◆ Directions for this task
Only the lines below starting at the one that contains "Could you point at the pink" and ending at the one that contains "Target: gray hair" are to be reproduced, exactly and with both ends kept.

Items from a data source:

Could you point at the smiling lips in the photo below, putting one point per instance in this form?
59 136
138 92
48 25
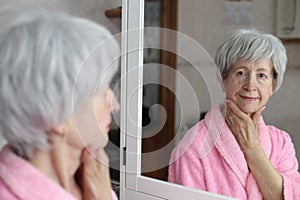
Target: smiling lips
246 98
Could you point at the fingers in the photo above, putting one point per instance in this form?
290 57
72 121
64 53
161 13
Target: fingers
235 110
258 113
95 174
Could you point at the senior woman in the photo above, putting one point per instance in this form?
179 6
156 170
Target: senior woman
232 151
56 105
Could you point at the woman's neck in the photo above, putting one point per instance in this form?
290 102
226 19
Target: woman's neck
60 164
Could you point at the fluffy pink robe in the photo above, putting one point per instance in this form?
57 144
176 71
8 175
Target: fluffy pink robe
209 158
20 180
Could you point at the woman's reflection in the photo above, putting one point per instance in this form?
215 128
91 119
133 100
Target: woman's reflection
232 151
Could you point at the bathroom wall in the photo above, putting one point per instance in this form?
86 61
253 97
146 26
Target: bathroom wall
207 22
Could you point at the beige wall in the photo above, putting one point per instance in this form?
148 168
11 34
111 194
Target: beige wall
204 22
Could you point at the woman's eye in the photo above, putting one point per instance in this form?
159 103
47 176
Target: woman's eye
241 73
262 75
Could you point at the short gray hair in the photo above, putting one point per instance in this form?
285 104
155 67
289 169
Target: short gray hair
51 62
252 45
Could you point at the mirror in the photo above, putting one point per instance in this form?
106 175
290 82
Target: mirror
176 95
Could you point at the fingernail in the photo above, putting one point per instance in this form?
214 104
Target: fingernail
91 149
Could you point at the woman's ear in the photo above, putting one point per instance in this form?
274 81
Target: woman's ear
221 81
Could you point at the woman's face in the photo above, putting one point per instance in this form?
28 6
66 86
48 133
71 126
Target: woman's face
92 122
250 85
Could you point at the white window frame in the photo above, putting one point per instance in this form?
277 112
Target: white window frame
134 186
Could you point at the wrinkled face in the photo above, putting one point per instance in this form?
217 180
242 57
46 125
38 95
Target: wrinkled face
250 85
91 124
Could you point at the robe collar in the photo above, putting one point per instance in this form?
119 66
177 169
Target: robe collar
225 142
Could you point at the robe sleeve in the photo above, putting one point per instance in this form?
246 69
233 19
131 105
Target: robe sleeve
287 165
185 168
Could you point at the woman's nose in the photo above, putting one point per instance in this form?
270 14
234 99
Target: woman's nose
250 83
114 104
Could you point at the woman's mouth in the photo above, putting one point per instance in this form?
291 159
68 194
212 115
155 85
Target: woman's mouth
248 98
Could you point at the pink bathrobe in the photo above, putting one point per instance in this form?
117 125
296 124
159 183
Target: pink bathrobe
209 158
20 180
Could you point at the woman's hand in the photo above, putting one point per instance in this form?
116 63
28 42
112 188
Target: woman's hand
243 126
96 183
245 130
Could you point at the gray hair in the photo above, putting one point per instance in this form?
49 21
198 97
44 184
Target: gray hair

==

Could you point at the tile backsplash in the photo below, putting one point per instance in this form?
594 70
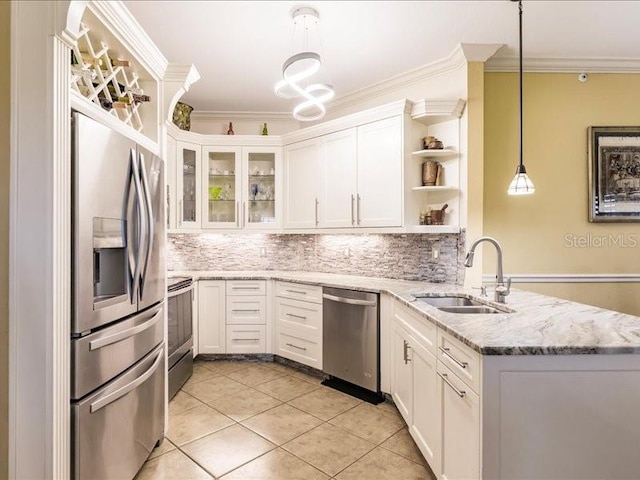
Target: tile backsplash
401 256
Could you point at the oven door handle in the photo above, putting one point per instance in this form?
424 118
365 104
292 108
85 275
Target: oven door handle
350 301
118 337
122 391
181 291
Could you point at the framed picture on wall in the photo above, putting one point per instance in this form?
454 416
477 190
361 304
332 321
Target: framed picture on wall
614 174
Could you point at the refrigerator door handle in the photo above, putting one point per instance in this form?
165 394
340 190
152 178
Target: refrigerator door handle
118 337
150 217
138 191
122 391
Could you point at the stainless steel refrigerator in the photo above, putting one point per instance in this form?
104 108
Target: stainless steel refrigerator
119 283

* * *

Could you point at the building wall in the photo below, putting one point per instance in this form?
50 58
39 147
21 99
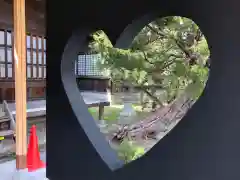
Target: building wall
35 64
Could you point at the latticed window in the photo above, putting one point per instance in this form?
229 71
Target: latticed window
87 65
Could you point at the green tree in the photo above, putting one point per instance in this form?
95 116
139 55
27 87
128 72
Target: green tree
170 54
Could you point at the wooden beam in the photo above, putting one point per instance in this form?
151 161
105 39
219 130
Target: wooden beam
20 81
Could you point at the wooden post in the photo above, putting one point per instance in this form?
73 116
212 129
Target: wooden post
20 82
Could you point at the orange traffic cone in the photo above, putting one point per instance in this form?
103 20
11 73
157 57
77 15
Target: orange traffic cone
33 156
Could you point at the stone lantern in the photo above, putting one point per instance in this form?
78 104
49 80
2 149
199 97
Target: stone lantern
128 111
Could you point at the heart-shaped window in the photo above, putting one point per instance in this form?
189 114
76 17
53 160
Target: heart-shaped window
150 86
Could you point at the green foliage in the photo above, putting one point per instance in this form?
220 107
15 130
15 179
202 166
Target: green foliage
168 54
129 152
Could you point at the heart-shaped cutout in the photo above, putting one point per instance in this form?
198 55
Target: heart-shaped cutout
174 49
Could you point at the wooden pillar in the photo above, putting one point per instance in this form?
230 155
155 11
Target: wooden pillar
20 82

◆ Worked solution
Could you point at the pink bathrobe in the photo above, putting one point per instance in this form?
117 125
296 124
159 183
Target: pink bathrobe
209 158
20 180
Could you point at the woman's hand in the photo above, putting one point per instance in this form?
116 63
28 42
112 188
Target: woman's hand
243 126
96 183
245 130
Could you point at the gray hair in the photo above, putting one point per instance in this form?
49 21
198 97
44 184
Target: gray hair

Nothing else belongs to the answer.